▸ **PASSAGE SHOWN**
David R. Minge (born March 19, 1942) is an American former judge and politician. David Minge served as a judge on the Minnesota Court of Appeals from 2002 until retiring at the end of March 2012. Previously, Minge was a Democratic–Farmer–Labor Party member of the United States House of Representatives serving in the 103rd, 104th, 105th, and 106th congresses, from 1993–2001, representing Minnesota's 2nd congressional district.

Early life and education
Minge was born in Clarkfield, Minnesota and raised in Worthington, Minnesota. He graduated with a bachelor's degree from St. Olaf College and J.D. from the University of Chicago Law School.

Legal career
After earning his Juris Doctor, he moved to Minneapolis, Minnesota where he practiced law for several years. He was then offered a teaching position at the University of Wyoming Law School where he taught for seven years. David Minge then moved to Montevideo, Minnesota where he was part of a country law practice, on the school board, and actively involved in community affairs. During this time he was also a consultant to the House Judiciary Committee.

Political career
He served on the Montevideo School Board from 1989 to 1992.

▸ **TASKS TO PERFORM**
a - Answer these from the David Minge biography:
(i) Which law school awarded his J.D.?
(ii) For how many years did he teach at the University of Wyoming Law School?
(iii) In what years did he serve on the Montevideo School Board?
b - Reproduce the David Minge biography between "David R. Minge" and "Chicago Law School.", inclusive.
c - Extend the David Minge biography with new text that picks up after its last sentence.

▸ **DATA ROWS**
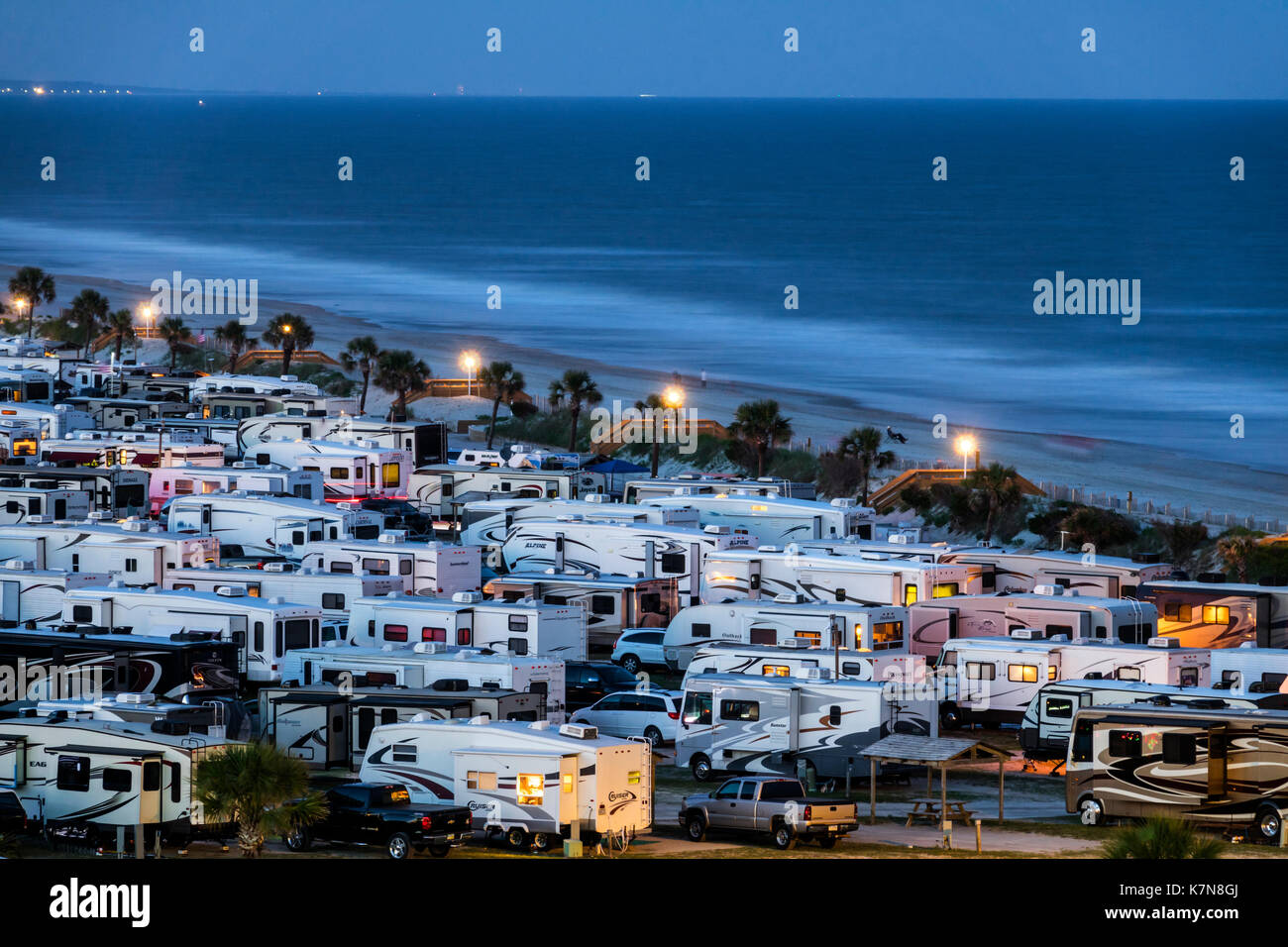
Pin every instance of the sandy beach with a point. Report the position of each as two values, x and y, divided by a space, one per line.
818 418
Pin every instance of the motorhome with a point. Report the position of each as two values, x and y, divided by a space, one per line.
469 620
1223 766
104 774
327 725
437 487
1219 615
610 603
18 504
263 629
134 552
519 779
871 579
739 723
1050 607
330 591
261 525
993 680
72 661
166 482
351 470
1047 720
425 441
669 552
776 519
789 617
1089 574
424 664
425 569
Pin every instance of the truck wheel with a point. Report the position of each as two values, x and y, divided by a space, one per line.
399 845
700 768
696 826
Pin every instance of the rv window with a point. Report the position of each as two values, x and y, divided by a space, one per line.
1125 742
73 774
1179 749
739 710
116 780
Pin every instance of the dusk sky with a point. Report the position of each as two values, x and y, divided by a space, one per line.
875 48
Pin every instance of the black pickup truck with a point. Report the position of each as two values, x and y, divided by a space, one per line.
381 814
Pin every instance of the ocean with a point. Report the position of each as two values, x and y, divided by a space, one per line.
913 294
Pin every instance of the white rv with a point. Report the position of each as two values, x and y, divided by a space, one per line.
263 629
425 665
789 617
776 519
1220 615
520 779
739 723
263 525
106 772
424 569
668 552
469 620
1051 608
333 592
870 579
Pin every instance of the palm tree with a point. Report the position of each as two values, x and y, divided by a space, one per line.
864 446
760 425
997 487
505 382
233 335
120 325
576 389
261 789
364 355
288 333
402 373
89 308
34 285
175 335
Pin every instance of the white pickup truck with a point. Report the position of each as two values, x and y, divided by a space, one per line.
771 805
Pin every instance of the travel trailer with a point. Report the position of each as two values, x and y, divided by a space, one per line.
326 725
1222 766
20 504
1051 608
520 779
769 571
669 552
263 629
134 552
425 569
469 620
655 487
423 665
1106 577
166 482
1048 719
776 519
424 441
437 488
351 470
104 774
787 617
81 663
739 723
329 591
993 680
610 603
1219 615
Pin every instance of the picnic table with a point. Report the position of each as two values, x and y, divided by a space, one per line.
928 808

▸ **RESPONSES PER TASK**
a -
(i) The University of Chicago Law School
(ii) Seven years
(iii) From 1989 to 1992

b -
David R. Minge (born March 19, 1942) is an American former judge and politician. David Minge served as a judge on the Minnesota Court of Appeals from 2002 until retiring at the end of March 2012. Previously, Minge was a Democratic–Farmer–Labor Party member of the United States House of Representatives serving in the 103rd, 104th, 105th, and 106th congresses, from 1993–2001, representing Minnesota's 2nd congressional district.

Early life and education
Minge was born in Clarkfield, Minnesota and raised in Worthington, Minnesota. He graduated with a bachelor's degree from St. Olaf College and J.D. from the University of Chicago Law School.

c -
Minge was sworn into the House in 1993, and he became part of the Blue Dog Coalition consisting of moderate and conservative congressional Democrats. He was a champion of the Conservation Reserve Enhancement Program (CREP), a federal-state partnership to improve water quality and protect the environment. Minge narrowly lost his campaign for a fifth term to Mark Kennedy in 2000.  After his first election to the house, Minge opened a Congressional Field Office in Windom, Minnesota at which point the Windom City Council declared March 20, 1993 as "Congressman David Minge Day".

State judicial service
In 2002, Governor Jesse Ventura appointed Minge to the Minnesota Court of Appeals from the second congressional district, the same area where he served in Congress. In 2012, he retired from active status.

Post political career
He currently serves on the board of directors of the Committee for a Responsible Federal Budget.

Personal life
He is married to Karen Aaker Minge, originally of Gaylord, Minnesota. They have two sons, Erik and Olaf, and four grandchildren (Christopher, Sonja, Kiran, and Joy).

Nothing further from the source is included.